*** Opening of EXTRACTED MATERIAL ***

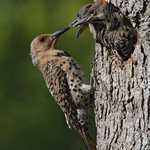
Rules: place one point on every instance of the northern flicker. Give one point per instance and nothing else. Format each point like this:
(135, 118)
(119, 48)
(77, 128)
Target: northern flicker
(111, 28)
(64, 79)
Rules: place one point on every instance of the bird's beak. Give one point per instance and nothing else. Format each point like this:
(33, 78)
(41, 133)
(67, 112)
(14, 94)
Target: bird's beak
(82, 23)
(79, 21)
(58, 33)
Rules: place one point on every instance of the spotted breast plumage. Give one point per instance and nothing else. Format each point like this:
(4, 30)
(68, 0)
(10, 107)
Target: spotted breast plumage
(64, 80)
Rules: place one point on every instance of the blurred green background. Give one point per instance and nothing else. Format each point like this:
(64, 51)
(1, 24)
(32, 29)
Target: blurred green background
(29, 117)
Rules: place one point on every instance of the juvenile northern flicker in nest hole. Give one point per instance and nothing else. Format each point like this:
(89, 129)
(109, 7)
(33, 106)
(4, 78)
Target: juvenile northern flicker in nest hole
(64, 79)
(111, 28)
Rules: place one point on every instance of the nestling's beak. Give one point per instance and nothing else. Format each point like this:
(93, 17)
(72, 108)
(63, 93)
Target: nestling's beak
(83, 20)
(82, 23)
(58, 33)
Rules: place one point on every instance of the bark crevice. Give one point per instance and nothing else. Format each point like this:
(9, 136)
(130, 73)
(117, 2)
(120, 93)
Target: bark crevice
(122, 90)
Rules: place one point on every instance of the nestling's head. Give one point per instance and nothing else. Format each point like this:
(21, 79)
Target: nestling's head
(89, 13)
(45, 42)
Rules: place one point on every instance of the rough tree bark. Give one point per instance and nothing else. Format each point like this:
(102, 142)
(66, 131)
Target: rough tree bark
(122, 96)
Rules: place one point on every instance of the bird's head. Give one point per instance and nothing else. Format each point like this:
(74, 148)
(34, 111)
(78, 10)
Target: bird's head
(45, 42)
(89, 13)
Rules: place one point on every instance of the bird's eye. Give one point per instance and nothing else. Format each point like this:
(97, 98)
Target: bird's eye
(42, 39)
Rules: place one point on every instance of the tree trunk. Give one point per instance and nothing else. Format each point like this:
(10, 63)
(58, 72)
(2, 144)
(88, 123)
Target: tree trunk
(122, 96)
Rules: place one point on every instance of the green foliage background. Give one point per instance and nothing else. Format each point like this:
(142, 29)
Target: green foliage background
(29, 117)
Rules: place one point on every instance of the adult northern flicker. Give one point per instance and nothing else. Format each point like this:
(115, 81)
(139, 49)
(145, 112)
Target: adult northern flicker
(64, 79)
(111, 28)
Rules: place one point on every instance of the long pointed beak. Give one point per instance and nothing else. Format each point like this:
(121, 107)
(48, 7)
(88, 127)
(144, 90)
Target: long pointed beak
(58, 33)
(80, 21)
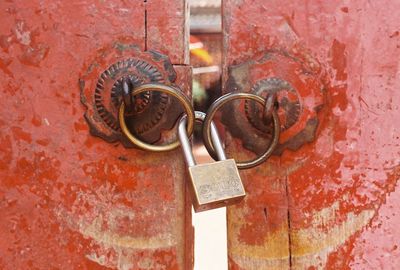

*** Close of EXTRACTED MATERIAL ***

§ YOUR INSTRUCTIONS: Copy the entries exactly. Leave the pictures out.

§ REPLY:
Rules: place one point on every instance of the northern flicker. Give one point per instance and nothing else. Format each point like this:
(135, 118)
(119, 48)
(77, 128)
Target: northern flicker
(111, 28)
(64, 79)
Rules: place one point on every instance of the bird's beak. Give one point per instance and nothing else. Format each point like this:
(33, 78)
(41, 133)
(67, 112)
(14, 94)
Target: bird's beak
(82, 23)
(79, 21)
(58, 33)
Rules: place one point on every instance of the spotted breast plumage. Give one point per instance and nothing else. Format each point like this:
(4, 30)
(68, 0)
(10, 107)
Target: spotted breast plumage
(64, 80)
Rules: place one point on every instance of the blurred green background. Give one point per instance and nothing else. Format each point like this:
(64, 51)
(1, 24)
(32, 29)
Target: blurred green background
(29, 117)
Rules: place one point on every instance of the juvenile northern flicker in nest hole. Give one point per instance and nothing else. Format each point like this:
(89, 129)
(109, 7)
(33, 106)
(4, 78)
Target: juvenile northern flicker in nest hole
(64, 79)
(111, 28)
Rules: place one point on every instance of the nestling's beak. Give one point per instance and nothing else. Format each point like this:
(93, 17)
(72, 108)
(63, 93)
Target: nestling's beak
(83, 20)
(82, 23)
(58, 33)
Rules: place one point on every instance of the bark crevice. Give one point per instance and nothing else. Format each point like this:
(9, 136)
(130, 73)
(117, 2)
(120, 93)
Target: bark crevice
(122, 90)
Rules: place one point on every instance of the nestling's head. Give one point per instance and nothing else. Format each point like this:
(21, 79)
Target: nestling's head
(89, 13)
(45, 42)
Rules: place one point on every instance of the rough tree bark. Give one point per instance and nothing else. Format each point like this:
(102, 142)
(66, 131)
Target: rough tree bark
(122, 96)
Rules: place one point on every instance of the bird's head. Give one point per instance and nothing else. Format each point like this:
(74, 148)
(34, 111)
(78, 10)
Target: bird's head
(45, 42)
(89, 13)
Rules: place one point on every instance of the bird's eye. Give one point per instance and nothing else. Format each point like this:
(97, 98)
Target: bird's eye
(42, 39)
Rules: place one point on every instance of the tree trunk. Give one point per instance and nothing else. Format each point like this:
(10, 63)
(58, 72)
(2, 144)
(88, 123)
Target: tree trunk
(122, 96)
Rules: place one point on every instance of the green foliage background. Give one point per instance and nothing else. Format each point like this:
(142, 29)
Target: green foliage background
(29, 117)
Rules: place one point on every instance of the adult northern flicker. Give one point per instance and nothing else. Format each point like this:
(115, 81)
(139, 49)
(145, 112)
Target: adult northern flicker
(64, 79)
(111, 28)
Rules: place one point on every instance of the long pointed beak. Give one point per instance and nothing else. Format each point like this:
(121, 107)
(48, 7)
(88, 127)
(144, 90)
Target: long pointed beak
(58, 33)
(80, 21)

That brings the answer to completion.